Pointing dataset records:
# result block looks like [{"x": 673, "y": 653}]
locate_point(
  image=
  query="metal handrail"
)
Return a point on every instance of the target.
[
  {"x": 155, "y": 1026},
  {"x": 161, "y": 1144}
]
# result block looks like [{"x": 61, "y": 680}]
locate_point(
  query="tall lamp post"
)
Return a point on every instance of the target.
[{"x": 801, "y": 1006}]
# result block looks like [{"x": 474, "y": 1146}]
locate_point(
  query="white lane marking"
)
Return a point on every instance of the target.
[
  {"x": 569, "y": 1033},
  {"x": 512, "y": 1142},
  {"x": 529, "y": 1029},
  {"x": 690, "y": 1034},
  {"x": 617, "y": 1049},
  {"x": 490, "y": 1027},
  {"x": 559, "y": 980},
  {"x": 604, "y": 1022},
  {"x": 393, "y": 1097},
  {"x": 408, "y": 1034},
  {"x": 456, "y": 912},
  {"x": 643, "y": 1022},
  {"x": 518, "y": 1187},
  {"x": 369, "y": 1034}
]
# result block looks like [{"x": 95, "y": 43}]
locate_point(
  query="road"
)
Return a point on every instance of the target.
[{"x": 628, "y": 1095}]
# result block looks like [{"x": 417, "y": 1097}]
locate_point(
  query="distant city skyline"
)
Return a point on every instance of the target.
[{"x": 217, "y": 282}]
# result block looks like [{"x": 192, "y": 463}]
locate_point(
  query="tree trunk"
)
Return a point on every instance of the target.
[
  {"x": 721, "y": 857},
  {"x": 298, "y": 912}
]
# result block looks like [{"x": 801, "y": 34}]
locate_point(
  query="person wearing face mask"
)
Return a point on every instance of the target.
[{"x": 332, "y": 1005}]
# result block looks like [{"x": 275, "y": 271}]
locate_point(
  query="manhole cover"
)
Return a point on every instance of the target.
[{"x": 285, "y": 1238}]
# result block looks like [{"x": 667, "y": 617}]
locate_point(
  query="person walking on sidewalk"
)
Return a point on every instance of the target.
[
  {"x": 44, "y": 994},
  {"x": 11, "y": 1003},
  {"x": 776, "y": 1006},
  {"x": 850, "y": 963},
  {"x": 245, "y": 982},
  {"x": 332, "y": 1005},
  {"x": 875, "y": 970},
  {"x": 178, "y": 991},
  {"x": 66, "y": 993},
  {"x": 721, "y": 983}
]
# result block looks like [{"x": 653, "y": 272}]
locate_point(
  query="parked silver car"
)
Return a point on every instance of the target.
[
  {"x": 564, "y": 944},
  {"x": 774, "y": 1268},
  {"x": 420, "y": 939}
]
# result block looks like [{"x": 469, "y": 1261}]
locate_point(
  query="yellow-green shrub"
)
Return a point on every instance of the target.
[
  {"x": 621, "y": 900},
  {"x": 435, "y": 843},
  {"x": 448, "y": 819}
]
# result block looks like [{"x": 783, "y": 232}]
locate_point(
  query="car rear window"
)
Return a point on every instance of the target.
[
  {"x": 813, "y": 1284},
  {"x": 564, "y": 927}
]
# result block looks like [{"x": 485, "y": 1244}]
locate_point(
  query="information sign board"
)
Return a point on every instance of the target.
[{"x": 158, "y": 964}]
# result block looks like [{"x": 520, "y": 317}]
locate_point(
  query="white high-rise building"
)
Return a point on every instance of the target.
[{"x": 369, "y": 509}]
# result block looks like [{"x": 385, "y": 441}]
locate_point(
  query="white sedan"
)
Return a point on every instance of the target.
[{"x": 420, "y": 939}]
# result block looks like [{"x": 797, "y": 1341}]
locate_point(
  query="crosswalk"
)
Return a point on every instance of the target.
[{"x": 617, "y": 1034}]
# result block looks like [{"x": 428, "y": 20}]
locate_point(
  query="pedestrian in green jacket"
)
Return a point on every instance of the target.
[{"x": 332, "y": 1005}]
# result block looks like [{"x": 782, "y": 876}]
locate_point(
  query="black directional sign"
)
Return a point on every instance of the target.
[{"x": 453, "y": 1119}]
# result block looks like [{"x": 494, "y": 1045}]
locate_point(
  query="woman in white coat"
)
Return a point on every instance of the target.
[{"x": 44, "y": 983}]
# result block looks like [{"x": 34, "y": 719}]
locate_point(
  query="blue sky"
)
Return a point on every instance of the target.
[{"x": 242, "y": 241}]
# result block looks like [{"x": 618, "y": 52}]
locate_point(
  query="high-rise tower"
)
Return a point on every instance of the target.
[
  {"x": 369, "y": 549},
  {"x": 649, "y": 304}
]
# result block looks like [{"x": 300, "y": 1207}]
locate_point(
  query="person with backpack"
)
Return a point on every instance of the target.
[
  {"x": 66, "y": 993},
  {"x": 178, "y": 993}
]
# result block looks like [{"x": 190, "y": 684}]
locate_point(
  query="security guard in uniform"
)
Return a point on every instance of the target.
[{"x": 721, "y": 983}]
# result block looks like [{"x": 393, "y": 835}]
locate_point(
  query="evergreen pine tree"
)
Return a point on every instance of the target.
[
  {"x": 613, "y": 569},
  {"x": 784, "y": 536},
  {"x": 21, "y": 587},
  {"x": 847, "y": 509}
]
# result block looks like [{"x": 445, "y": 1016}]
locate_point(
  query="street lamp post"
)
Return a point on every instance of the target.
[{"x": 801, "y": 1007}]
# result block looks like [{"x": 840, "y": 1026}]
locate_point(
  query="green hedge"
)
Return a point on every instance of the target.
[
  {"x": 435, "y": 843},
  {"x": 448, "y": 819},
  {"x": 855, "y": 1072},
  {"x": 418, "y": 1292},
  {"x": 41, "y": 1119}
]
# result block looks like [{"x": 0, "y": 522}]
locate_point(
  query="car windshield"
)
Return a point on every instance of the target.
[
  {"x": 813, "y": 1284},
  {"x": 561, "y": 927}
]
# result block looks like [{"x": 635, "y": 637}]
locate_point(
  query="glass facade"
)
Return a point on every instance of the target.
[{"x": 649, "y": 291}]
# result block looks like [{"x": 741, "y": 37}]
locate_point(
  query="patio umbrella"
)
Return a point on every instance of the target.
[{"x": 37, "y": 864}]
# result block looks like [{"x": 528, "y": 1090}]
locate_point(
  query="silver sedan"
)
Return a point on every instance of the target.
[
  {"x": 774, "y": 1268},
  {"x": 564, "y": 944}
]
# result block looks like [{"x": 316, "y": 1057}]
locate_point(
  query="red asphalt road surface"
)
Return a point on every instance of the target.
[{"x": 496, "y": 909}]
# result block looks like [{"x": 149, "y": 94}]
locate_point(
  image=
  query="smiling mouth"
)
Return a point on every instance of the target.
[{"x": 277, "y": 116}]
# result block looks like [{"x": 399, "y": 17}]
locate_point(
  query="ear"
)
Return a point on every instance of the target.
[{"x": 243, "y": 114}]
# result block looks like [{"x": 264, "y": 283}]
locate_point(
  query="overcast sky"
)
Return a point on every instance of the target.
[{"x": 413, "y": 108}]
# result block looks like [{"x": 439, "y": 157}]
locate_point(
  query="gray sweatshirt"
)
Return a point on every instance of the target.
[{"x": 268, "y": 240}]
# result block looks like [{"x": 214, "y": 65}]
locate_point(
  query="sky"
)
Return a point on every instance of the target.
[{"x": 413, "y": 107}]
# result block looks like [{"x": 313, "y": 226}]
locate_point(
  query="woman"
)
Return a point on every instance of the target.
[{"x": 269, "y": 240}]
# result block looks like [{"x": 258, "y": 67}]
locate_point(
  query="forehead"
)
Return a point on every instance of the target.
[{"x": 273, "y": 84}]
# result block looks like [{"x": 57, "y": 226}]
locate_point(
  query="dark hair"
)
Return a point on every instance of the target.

§ **EXERCISE**: Quote the listing in full, please, keeping every line exact.

§ **CORRECT ANSWER**:
# result block looks like [{"x": 673, "y": 653}]
locate_point(
  image=
  query="metal handrail"
)
Return a point on every instance of the target.
[
  {"x": 155, "y": 1026},
  {"x": 161, "y": 1144}
]
# result block looks like [{"x": 61, "y": 680}]
locate_point(
  query="tall lamp post"
)
Return a point on every instance of the target.
[{"x": 801, "y": 1006}]
# result block looks like [{"x": 474, "y": 1146}]
locate_point(
  query="white lane marking"
)
Return a point on every instance of the target.
[
  {"x": 569, "y": 1033},
  {"x": 512, "y": 1142},
  {"x": 529, "y": 1029},
  {"x": 690, "y": 1034},
  {"x": 617, "y": 1049},
  {"x": 490, "y": 1027},
  {"x": 559, "y": 980},
  {"x": 604, "y": 1022},
  {"x": 393, "y": 1097},
  {"x": 408, "y": 1034},
  {"x": 456, "y": 912},
  {"x": 643, "y": 1022},
  {"x": 518, "y": 1187},
  {"x": 369, "y": 1034}
]
# result block looks like [{"x": 95, "y": 43}]
locate_point(
  query="road"
)
Return a point on every instance of the target.
[{"x": 628, "y": 1095}]
# result block looks like [{"x": 417, "y": 1097}]
locate_point(
  query="distant city skyline"
)
Return a point on every instance of the target.
[{"x": 217, "y": 282}]
# result block looks like [{"x": 192, "y": 463}]
locate_point(
  query="tree trunk"
)
Return a point on every instance of the target.
[
  {"x": 721, "y": 857},
  {"x": 298, "y": 912}
]
# result block looks like [{"x": 801, "y": 34}]
locate_point(
  query="person wearing face mask"
)
Return a point on every instance of the target.
[{"x": 332, "y": 1005}]
# result block looks like [{"x": 275, "y": 271}]
locate_point(
  query="manhole cover"
)
Return a point on every instance of the target.
[{"x": 285, "y": 1238}]
# result block looks like [{"x": 667, "y": 617}]
locate_point(
  query="person walking on sidewalk"
)
Return a point on every instance of the target.
[
  {"x": 44, "y": 994},
  {"x": 11, "y": 1003},
  {"x": 776, "y": 1006},
  {"x": 850, "y": 963},
  {"x": 245, "y": 982},
  {"x": 332, "y": 1005},
  {"x": 875, "y": 970},
  {"x": 178, "y": 991},
  {"x": 66, "y": 993},
  {"x": 721, "y": 983}
]
# result block looks like [{"x": 653, "y": 272}]
locate_point(
  query="parked silver car"
)
Return a point on every instance of the target.
[
  {"x": 564, "y": 944},
  {"x": 774, "y": 1268},
  {"x": 420, "y": 939}
]
# result block looks like [{"x": 469, "y": 1261}]
locate_point(
  query="yellow-green shrub"
)
Return a point on every instance of the target.
[
  {"x": 621, "y": 900},
  {"x": 435, "y": 843},
  {"x": 448, "y": 819}
]
# result block looks like [{"x": 783, "y": 232}]
locate_point(
  query="car rear window"
)
Return a point on every instance of the target.
[
  {"x": 813, "y": 1284},
  {"x": 564, "y": 927}
]
# result block looks like [{"x": 485, "y": 1244}]
locate_point(
  query="information sign board"
)
Return a point on every instance of the target.
[{"x": 158, "y": 964}]
# result block looks like [{"x": 520, "y": 317}]
locate_point(
  query="white high-rise building"
)
Return a point on every instance of the target.
[{"x": 369, "y": 509}]
# result block looks like [{"x": 385, "y": 441}]
locate_point(
  query="white sedan"
)
Return a point on every instance of the target.
[{"x": 420, "y": 939}]
# result block looks like [{"x": 797, "y": 1341}]
locate_point(
  query="crosswalk"
)
Return a point on every instance of the target.
[{"x": 617, "y": 1034}]
# result block looks like [{"x": 428, "y": 20}]
locate_point(
  query="pedestrian in green jacket"
)
Return a point on every instance of the target.
[{"x": 332, "y": 1005}]
# result block looks like [{"x": 782, "y": 876}]
locate_point(
  query="black directional sign"
)
Return a point on every instance of the target.
[{"x": 453, "y": 1119}]
# result block looks like [{"x": 494, "y": 1045}]
locate_point(
  query="woman in white coat"
)
Return a point on every instance of the target.
[{"x": 44, "y": 983}]
# result block looks like [{"x": 34, "y": 719}]
locate_point(
  query="blue sky"
)
Return a point on every instance of the target.
[{"x": 242, "y": 241}]
# result block looks like [{"x": 618, "y": 52}]
locate_point(
  query="high-rise tower"
)
Return a point on every instance of the target.
[
  {"x": 369, "y": 549},
  {"x": 649, "y": 304}
]
# result block looks like [{"x": 300, "y": 1207}]
locate_point(
  query="person with backpack"
)
Return a point on every instance of the target.
[
  {"x": 66, "y": 993},
  {"x": 178, "y": 993}
]
# result block looks like [{"x": 190, "y": 684}]
locate_point(
  query="security guard in uniform"
)
Return a point on every instance of the target.
[{"x": 721, "y": 983}]
# result block looks like [{"x": 393, "y": 835}]
locate_point(
  query="evergreen pine tree"
)
Return a point on every instance of the target.
[
  {"x": 613, "y": 569},
  {"x": 784, "y": 536},
  {"x": 21, "y": 587},
  {"x": 847, "y": 509}
]
# result block looks like [{"x": 445, "y": 1016}]
locate_point(
  query="street lamp post"
)
Return a point on every instance of the target.
[{"x": 801, "y": 1007}]
# result block looks like [{"x": 840, "y": 1026}]
locate_point(
  query="green hedge"
)
Return a point on every instance of the target.
[
  {"x": 435, "y": 843},
  {"x": 448, "y": 819},
  {"x": 855, "y": 1072},
  {"x": 418, "y": 1292},
  {"x": 41, "y": 1119}
]
# result block looks like [{"x": 0, "y": 522}]
locate_point(
  query="car windshield"
)
Return a point on every instance of the target.
[
  {"x": 813, "y": 1284},
  {"x": 561, "y": 927}
]
# result block looks like [{"x": 635, "y": 637}]
locate_point(
  query="glass facade"
)
Return a point on every instance of the target.
[{"x": 649, "y": 291}]
# result block looks like [{"x": 741, "y": 37}]
locate_point(
  query="patio umbrella"
)
Return a point on every instance of the target.
[{"x": 37, "y": 864}]
# result block looks like [{"x": 528, "y": 1090}]
locate_point(
  query="silver sedan"
)
Return a point on every instance of the target.
[
  {"x": 774, "y": 1268},
  {"x": 564, "y": 944}
]
# result block looks like [{"x": 316, "y": 1057}]
locate_point(
  query="red asphalt road surface"
)
Return a point on every instance of the target.
[{"x": 496, "y": 909}]
# result block looks like [{"x": 149, "y": 94}]
locate_point(
  image=
  query="smiling mouth"
)
Return a point on every instance of the target.
[{"x": 277, "y": 116}]
# result block looks like [{"x": 399, "y": 17}]
locate_point(
  query="ear"
)
Return a point on every instance of the target.
[{"x": 243, "y": 114}]
# result block looks like [{"x": 264, "y": 283}]
locate_point(
  query="overcast sky"
)
Return a point on every instance of the target.
[{"x": 413, "y": 108}]
# result block looks like [{"x": 439, "y": 157}]
locate_point(
  query="gray sweatshirt"
)
Return a point on every instance of the target.
[{"x": 268, "y": 240}]
# result block looks like [{"x": 214, "y": 65}]
locate_point(
  query="sky"
)
Return a point on every instance of the target.
[{"x": 413, "y": 107}]
# result block looks like [{"x": 313, "y": 226}]
locate_point(
  query="woman"
)
Return a point on every instance of the target.
[{"x": 269, "y": 240}]
# result block looks like [{"x": 258, "y": 67}]
locate_point(
  query="forehead"
)
Return a point on every instance of the target.
[{"x": 273, "y": 84}]
# result block looks like [{"x": 57, "y": 226}]
locate_point(
  query="dark hair"
)
Return a point on every instance of the target.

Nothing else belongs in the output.